This example uses the PAM family of matrices, though the approach used could also be used with the BLOSUM family of scoring matrices. The PAM family of matrices in the Bioinformatics Toolbox consists of 50 matrices, PAM10, PAM20,..., PAM490, PAM500.
Take the two sequences (RBHU and CAA51019) and align them with each member of the PAM family and then look for the highest score.
score = zeros(1,50); alignments = cell(1,50); fprintf('Trying different PAM matrices ') for step = 1:50 fprintf('.') PamNumber = step * 10; [matrix,info] = pam(PamNumber); score(step) = nwalign(human,chicken,'scoringmatrix',matrix,'scale',info.Scale); end
Trying different PAM matrices ..................................................
You can use the plot function to create a graph of the results.
x = 10:10:500; plot(x,score) legend('Human vs. Chicken'); xlabel('PAM matrix');ylabel('Score (bits)');

You can use max with two outputs to find the highest score and the index in the results vector where the highest value occurred. In this case the highest score occurred with the third matrix, that is PAM30.
[bestScore, idx] = max(score)
bestScore =
2.2605e+003
idx =
3
Repeat this with different organisms: xenopus and rainbow trout.
xenopusScore = zeros(1,50); xenopusAlignments = cell(1,50); troutScore = zeros(1,50); troutAlignments = cell(1,50); fprintf('Trying different PAM matrices ') for step = 1:50 fprintf('.') PamNumber = step * 10; [matrix,info] = pam(PamNumber); xenopusScore(step) = nwalign(human,xenopus,'scoringmatrix',matrix,'scale',info.Scale); troutScore(step) = nwalign(human,trout,'scoringmatrix',matrix,'scale',info.Scale); end
Trying different PAM matrices ..................................................
You can use the command hold on to tell MATLAB to add new plots to the existing figure. Once you have finished doing this you must remember to disable this feature by using hold off.
hold on plot(x,xenopusScore,'g') plot(x,troutScore,'r') legend({'Human vs. Chicken','Human vs. Xenopus','Human vs. Trout'});box on xlabel('PAM matrix');ylabel('Score (bits)'); hold off

You will see that different matrices give the highest scores for the different organisms. For human and xenopus, the best score is with PAM40 and for human and trout the best score is PAM50.
[bestXScore, Xidx] = max(xenopusScore) [bestTScore, Tidx] = max(troutScore)
bestXScore =
1607
Xidx =
4
bestTScore =
1484
Tidx =
5
The PAM scoring matrix giving the best alignment for two sequences is an indicator of the relative evolutionary interval since the organisms diverged: The smaller the PAM number, the more closely related the organisms. Since organisms, and protein families across organisms, evolve at widely varying rates, there is no simple correlation between PAM distance and evolutionary time. However, for an analysis of a specific protein family across multiple species, the corresponding PAM matrices will provide a relative evolutionary distance between the species and allow accurate phylogenetic mapping. In this example, the results indicate that the human sequence is more closely related to the chicken sequence than to the frog sequence, which in turn is more closely related than the trout sequence.

Extracted records:
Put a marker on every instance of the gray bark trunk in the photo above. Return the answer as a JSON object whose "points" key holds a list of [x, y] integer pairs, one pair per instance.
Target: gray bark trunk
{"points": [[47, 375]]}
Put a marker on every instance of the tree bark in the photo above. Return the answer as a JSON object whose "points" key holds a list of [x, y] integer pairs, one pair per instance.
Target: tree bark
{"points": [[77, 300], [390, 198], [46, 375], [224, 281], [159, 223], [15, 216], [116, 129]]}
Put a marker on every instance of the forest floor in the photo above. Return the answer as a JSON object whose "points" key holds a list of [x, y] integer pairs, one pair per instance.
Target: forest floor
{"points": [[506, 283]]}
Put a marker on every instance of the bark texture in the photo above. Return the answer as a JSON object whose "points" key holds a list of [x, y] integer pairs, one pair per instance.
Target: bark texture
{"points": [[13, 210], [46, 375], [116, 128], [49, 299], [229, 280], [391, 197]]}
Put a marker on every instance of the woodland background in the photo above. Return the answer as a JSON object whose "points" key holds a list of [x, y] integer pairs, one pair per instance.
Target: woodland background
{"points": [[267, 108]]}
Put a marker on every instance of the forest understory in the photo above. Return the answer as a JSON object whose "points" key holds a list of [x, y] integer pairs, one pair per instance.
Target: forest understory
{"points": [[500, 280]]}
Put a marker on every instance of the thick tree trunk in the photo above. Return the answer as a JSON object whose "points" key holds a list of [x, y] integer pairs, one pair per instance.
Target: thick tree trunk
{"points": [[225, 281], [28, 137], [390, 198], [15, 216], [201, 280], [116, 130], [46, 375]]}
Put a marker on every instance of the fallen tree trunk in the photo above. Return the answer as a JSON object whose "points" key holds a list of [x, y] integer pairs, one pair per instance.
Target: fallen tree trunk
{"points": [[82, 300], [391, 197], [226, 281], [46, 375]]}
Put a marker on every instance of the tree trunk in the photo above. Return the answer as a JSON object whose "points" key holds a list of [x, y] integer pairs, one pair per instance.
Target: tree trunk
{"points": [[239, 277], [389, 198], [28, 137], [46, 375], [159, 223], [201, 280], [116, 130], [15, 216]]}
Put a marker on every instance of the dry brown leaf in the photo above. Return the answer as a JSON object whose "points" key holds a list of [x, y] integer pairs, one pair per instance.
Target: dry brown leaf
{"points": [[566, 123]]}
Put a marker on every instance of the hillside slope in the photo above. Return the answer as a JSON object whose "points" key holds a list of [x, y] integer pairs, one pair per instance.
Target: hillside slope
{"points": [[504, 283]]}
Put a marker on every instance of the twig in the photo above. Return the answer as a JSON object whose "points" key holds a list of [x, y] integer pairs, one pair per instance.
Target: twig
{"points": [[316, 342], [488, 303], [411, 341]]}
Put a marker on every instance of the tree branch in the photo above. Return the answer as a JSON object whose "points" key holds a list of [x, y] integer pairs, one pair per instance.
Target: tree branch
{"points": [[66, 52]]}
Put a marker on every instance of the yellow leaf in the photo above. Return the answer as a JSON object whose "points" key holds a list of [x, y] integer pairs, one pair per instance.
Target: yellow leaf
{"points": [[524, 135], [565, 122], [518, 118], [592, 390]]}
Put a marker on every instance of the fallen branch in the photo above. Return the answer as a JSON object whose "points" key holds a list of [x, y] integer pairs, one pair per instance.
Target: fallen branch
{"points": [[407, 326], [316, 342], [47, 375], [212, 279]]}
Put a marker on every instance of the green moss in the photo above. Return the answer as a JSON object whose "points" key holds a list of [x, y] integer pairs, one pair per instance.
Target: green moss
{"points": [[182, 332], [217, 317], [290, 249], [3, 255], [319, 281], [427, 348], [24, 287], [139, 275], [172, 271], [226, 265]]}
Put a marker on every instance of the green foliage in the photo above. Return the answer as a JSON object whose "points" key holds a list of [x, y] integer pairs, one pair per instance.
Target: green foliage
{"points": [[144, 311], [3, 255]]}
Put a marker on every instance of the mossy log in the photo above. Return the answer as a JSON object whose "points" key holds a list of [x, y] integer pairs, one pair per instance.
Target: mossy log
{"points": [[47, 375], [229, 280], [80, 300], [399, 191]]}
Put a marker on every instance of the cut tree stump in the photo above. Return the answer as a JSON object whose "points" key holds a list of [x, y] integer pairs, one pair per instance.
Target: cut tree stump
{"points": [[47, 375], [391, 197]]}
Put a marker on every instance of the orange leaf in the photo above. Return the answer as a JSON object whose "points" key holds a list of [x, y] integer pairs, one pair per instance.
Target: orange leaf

---

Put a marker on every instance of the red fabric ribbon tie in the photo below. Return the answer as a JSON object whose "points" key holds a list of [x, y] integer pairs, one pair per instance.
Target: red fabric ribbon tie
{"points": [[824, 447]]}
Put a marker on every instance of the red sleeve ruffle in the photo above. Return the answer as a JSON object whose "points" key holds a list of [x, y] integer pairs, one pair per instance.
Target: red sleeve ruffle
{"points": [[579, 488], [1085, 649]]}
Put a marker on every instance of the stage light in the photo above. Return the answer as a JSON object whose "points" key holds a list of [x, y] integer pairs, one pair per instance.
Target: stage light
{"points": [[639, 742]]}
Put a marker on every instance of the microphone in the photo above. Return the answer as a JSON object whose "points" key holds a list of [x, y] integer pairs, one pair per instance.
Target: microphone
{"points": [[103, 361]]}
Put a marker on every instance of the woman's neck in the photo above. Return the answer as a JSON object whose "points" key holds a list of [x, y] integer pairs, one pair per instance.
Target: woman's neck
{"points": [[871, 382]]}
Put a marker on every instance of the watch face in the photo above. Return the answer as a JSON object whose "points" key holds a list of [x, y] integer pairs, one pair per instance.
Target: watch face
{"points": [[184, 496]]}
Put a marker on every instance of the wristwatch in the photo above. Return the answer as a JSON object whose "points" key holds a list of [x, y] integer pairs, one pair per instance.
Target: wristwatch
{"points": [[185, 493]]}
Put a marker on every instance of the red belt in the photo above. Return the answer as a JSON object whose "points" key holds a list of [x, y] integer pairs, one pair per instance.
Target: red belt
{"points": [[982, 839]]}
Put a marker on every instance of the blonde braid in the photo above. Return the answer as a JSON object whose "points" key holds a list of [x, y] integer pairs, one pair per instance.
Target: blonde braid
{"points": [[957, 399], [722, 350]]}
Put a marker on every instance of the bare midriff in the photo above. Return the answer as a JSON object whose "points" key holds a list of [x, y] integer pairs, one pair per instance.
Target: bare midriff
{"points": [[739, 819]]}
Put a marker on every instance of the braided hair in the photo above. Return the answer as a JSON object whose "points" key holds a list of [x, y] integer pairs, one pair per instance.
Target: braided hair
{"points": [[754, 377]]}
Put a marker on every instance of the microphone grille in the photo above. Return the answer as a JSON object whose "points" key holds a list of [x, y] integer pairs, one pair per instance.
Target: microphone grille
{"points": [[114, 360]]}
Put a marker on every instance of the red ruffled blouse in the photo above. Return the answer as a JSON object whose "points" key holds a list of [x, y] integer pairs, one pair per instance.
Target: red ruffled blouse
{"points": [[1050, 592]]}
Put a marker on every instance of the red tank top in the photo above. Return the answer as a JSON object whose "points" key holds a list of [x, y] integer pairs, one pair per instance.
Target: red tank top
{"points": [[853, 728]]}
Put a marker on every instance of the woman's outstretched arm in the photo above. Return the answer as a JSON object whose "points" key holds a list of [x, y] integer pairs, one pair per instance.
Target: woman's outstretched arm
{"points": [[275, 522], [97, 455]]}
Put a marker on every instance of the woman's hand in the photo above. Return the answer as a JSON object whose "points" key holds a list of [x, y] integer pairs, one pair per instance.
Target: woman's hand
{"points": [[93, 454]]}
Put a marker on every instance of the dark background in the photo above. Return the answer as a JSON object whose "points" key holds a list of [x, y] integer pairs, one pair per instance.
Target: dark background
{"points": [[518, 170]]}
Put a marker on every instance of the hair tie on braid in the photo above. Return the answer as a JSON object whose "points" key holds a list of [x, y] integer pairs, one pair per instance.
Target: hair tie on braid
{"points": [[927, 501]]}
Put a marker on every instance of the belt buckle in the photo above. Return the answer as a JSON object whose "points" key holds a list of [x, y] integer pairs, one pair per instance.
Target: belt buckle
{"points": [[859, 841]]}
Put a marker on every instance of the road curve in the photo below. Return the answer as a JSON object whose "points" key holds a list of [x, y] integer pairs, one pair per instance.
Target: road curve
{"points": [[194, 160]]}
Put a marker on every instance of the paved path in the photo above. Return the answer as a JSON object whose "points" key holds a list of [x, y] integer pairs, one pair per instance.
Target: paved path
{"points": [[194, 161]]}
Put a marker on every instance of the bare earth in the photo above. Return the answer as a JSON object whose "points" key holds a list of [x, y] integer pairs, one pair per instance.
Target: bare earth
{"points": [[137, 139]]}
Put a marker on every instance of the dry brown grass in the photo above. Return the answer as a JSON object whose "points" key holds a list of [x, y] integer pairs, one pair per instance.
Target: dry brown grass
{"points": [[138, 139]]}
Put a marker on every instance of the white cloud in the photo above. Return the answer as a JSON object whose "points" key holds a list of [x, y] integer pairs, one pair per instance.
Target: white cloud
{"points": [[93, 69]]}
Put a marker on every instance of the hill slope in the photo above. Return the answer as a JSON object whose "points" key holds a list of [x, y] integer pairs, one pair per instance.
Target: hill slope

--

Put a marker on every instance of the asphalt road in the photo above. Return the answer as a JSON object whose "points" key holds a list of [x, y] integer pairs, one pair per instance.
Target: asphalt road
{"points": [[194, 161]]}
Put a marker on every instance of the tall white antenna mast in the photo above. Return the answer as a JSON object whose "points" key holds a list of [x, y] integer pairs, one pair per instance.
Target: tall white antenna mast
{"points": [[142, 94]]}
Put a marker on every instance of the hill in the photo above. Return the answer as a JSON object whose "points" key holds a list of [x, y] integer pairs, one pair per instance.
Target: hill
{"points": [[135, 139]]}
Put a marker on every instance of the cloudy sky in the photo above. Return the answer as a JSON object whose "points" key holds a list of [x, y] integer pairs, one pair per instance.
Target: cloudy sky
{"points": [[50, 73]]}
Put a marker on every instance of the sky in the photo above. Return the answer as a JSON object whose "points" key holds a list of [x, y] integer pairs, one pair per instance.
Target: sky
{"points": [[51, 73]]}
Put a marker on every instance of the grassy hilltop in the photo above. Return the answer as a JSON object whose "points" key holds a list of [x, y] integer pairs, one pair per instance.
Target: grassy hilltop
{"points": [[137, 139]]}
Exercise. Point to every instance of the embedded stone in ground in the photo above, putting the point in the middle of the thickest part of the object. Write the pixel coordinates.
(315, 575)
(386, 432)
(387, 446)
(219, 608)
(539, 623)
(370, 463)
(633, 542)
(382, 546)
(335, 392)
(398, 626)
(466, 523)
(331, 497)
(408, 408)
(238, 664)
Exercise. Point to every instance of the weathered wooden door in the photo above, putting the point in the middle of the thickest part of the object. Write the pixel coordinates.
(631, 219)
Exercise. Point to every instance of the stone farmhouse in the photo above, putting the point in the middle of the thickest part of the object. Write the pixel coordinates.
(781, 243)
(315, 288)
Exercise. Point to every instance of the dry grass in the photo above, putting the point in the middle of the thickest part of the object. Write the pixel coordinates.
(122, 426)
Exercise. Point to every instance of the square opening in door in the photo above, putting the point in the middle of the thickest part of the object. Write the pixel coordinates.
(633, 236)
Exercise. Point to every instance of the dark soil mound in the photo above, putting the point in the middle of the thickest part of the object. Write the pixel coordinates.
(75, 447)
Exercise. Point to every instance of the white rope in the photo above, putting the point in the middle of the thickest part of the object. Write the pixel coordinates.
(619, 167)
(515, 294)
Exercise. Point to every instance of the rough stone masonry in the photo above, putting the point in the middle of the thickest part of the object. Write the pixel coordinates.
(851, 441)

Directions:
Reproduce the passage on PAM scoring matrices verbatim, starting with "You can use the plot" and going on through "idx] = max(score)". The data bear no relation to the passage on PAM scoring matrices.

Answer box:
You can use the plot function to create a graph of the results.
x = 10:10:500; plot(x,score) legend('Human vs. Chicken'); xlabel('PAM matrix');ylabel('Score (bits)');

You can use max with two outputs to find the highest score and the index in the results vector where the highest value occurred. In this case the highest score occurred with the third matrix, that is PAM30.
[bestScore, idx] = max(score)